━━ Provided records

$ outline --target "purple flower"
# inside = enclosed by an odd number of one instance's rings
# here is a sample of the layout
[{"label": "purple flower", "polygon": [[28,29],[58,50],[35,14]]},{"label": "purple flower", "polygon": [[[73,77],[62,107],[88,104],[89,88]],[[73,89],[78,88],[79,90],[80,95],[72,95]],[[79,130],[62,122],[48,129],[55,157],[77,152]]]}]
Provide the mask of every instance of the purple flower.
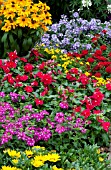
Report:
[{"label": "purple flower", "polygon": [[60,102],[59,106],[62,108],[62,109],[68,109],[69,108],[69,105],[67,102]]}]

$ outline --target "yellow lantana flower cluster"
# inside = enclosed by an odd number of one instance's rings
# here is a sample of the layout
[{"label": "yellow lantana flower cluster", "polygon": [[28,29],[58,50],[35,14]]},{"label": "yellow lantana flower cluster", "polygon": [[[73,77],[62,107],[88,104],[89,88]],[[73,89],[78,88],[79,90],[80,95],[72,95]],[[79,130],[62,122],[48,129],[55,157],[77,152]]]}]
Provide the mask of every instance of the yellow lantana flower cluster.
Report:
[{"label": "yellow lantana flower cluster", "polygon": [[5,0],[0,4],[1,30],[5,32],[16,27],[40,27],[46,31],[46,25],[52,24],[50,7],[41,1],[34,4],[32,0]]},{"label": "yellow lantana flower cluster", "polygon": [[[29,160],[28,165],[30,164],[30,167],[33,166],[36,168],[44,166],[46,161],[53,163],[60,161],[60,155],[56,153],[56,151],[52,150],[48,152],[45,147],[41,146],[34,146],[30,150],[25,150],[24,152],[17,152],[16,150],[7,149],[4,150],[4,153],[7,153],[12,158],[11,162],[14,166],[21,169],[22,167],[20,165],[22,160],[25,164],[27,164],[27,160]],[[9,167],[9,169],[7,169],[7,167],[9,166],[2,166],[1,170],[20,170],[16,167]],[[63,170],[62,168],[57,168],[56,165],[53,165],[50,168],[51,170]]]}]

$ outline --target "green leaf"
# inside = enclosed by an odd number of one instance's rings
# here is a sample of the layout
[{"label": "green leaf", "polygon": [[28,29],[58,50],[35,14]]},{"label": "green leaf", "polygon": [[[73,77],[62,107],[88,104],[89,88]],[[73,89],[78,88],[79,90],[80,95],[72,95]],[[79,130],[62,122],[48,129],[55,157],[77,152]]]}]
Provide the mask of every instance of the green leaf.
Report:
[{"label": "green leaf", "polygon": [[21,28],[18,29],[18,38],[19,39],[22,38],[22,29]]},{"label": "green leaf", "polygon": [[28,43],[29,46],[32,45],[32,38],[31,37],[28,38],[27,43]]},{"label": "green leaf", "polygon": [[8,32],[5,32],[1,39],[1,42],[5,42],[7,40],[7,36],[8,36]]},{"label": "green leaf", "polygon": [[10,40],[10,43],[11,43],[11,44],[14,44],[15,40],[14,40],[12,34],[9,34],[9,40]]}]

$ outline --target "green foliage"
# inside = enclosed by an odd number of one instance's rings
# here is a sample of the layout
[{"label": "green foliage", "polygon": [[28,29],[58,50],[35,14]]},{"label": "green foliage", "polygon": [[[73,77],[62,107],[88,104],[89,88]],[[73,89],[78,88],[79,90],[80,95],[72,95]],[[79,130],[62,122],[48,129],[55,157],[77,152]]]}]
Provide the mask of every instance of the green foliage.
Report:
[{"label": "green foliage", "polygon": [[[35,3],[38,0],[33,0]],[[53,21],[59,21],[62,14],[70,16],[70,11],[79,11],[80,17],[90,20],[91,18],[98,18],[105,21],[108,17],[107,2],[105,0],[91,0],[92,5],[89,7],[82,7],[82,0],[42,0],[50,6],[50,13],[52,14]]]}]

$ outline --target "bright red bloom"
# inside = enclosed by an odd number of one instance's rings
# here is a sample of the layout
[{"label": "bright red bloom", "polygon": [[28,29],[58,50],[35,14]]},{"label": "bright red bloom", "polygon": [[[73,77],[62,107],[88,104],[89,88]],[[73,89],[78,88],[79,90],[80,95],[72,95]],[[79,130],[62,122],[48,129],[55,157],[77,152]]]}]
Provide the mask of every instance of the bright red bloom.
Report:
[{"label": "bright red bloom", "polygon": [[92,41],[93,43],[95,43],[95,42],[97,42],[97,40],[98,40],[97,37],[93,37],[91,41]]},{"label": "bright red bloom", "polygon": [[43,100],[40,100],[40,99],[35,99],[35,103],[36,105],[43,105]]},{"label": "bright red bloom", "polygon": [[82,83],[82,85],[88,84],[89,78],[85,74],[81,74],[78,81]]},{"label": "bright red bloom", "polygon": [[31,86],[26,86],[26,87],[24,88],[24,90],[25,90],[26,92],[28,92],[28,93],[33,92],[33,88],[32,88]]},{"label": "bright red bloom", "polygon": [[35,74],[35,78],[36,77],[42,78],[43,77],[43,72],[39,71],[37,74]]},{"label": "bright red bloom", "polygon": [[38,82],[35,80],[31,83],[31,86],[38,86]]},{"label": "bright red bloom", "polygon": [[111,83],[107,83],[106,88],[107,88],[107,90],[111,90]]},{"label": "bright red bloom", "polygon": [[110,127],[110,122],[102,122],[101,126],[103,127],[103,129],[108,132],[109,127]]},{"label": "bright red bloom", "polygon": [[28,76],[27,75],[20,76],[20,81],[26,81],[26,80],[28,80]]},{"label": "bright red bloom", "polygon": [[101,45],[101,46],[100,46],[100,49],[101,49],[102,51],[104,51],[104,50],[107,49],[107,46],[106,46],[106,45]]},{"label": "bright red bloom", "polygon": [[15,81],[16,81],[16,82],[19,82],[19,81],[20,81],[20,78],[21,78],[21,76],[18,74],[18,75],[15,77]]},{"label": "bright red bloom", "polygon": [[101,113],[101,110],[93,110],[93,113],[94,113],[94,114],[100,114],[100,113]]},{"label": "bright red bloom", "polygon": [[111,73],[111,66],[106,67],[106,72]]},{"label": "bright red bloom", "polygon": [[24,70],[25,72],[32,72],[34,66],[30,63],[27,63],[25,66],[24,66]]},{"label": "bright red bloom", "polygon": [[17,83],[15,84],[15,86],[14,86],[14,87],[16,88],[16,87],[22,87],[22,86],[23,86],[23,84],[22,84],[22,83],[18,83],[18,82],[17,82]]},{"label": "bright red bloom", "polygon": [[73,77],[73,76],[72,76],[71,74],[69,74],[69,73],[67,73],[66,78],[67,78],[67,80],[69,80],[69,81],[74,81],[74,80],[76,80],[76,77]]},{"label": "bright red bloom", "polygon": [[94,74],[95,77],[101,77],[101,73],[97,72]]},{"label": "bright red bloom", "polygon": [[71,69],[70,69],[70,72],[71,72],[72,74],[78,74],[78,69],[77,69],[77,68],[71,68]]},{"label": "bright red bloom", "polygon": [[81,106],[77,106],[75,109],[74,109],[75,112],[80,112],[81,111]]},{"label": "bright red bloom", "polygon": [[81,52],[81,55],[82,56],[85,56],[85,55],[87,55],[88,54],[88,50],[82,50],[82,52]]},{"label": "bright red bloom", "polygon": [[94,58],[89,57],[89,58],[87,59],[87,62],[93,63],[93,62],[94,62]]},{"label": "bright red bloom", "polygon": [[85,109],[81,112],[81,116],[84,116],[85,119],[87,119],[91,115],[91,112],[89,109]]},{"label": "bright red bloom", "polygon": [[27,62],[27,59],[26,59],[26,58],[24,58],[24,57],[21,57],[21,58],[20,58],[20,60],[21,60],[21,61],[23,61],[24,63],[26,63],[26,62]]},{"label": "bright red bloom", "polygon": [[18,58],[17,51],[15,50],[14,52],[9,52],[8,56],[10,58],[10,61],[15,61]]},{"label": "bright red bloom", "polygon": [[14,78],[13,78],[11,75],[8,75],[8,76],[7,76],[7,81],[8,81],[10,84],[14,84]]},{"label": "bright red bloom", "polygon": [[16,68],[17,64],[13,61],[7,61],[6,66],[9,68]]},{"label": "bright red bloom", "polygon": [[101,50],[96,50],[94,53],[94,56],[101,56],[102,55],[102,51]]},{"label": "bright red bloom", "polygon": [[102,30],[102,32],[103,32],[104,34],[106,34],[107,30]]},{"label": "bright red bloom", "polygon": [[42,64],[39,65],[39,70],[43,70],[45,67],[45,62],[42,62]]},{"label": "bright red bloom", "polygon": [[6,74],[10,72],[10,69],[6,65],[2,66],[2,69]]},{"label": "bright red bloom", "polygon": [[43,74],[41,78],[41,82],[43,82],[44,85],[50,85],[52,83],[52,77],[49,74]]}]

━━━━

#### [Work instructions]
State how many lines of the records above contain the word "lantana", giving only the number.

#### [Response to the task]
4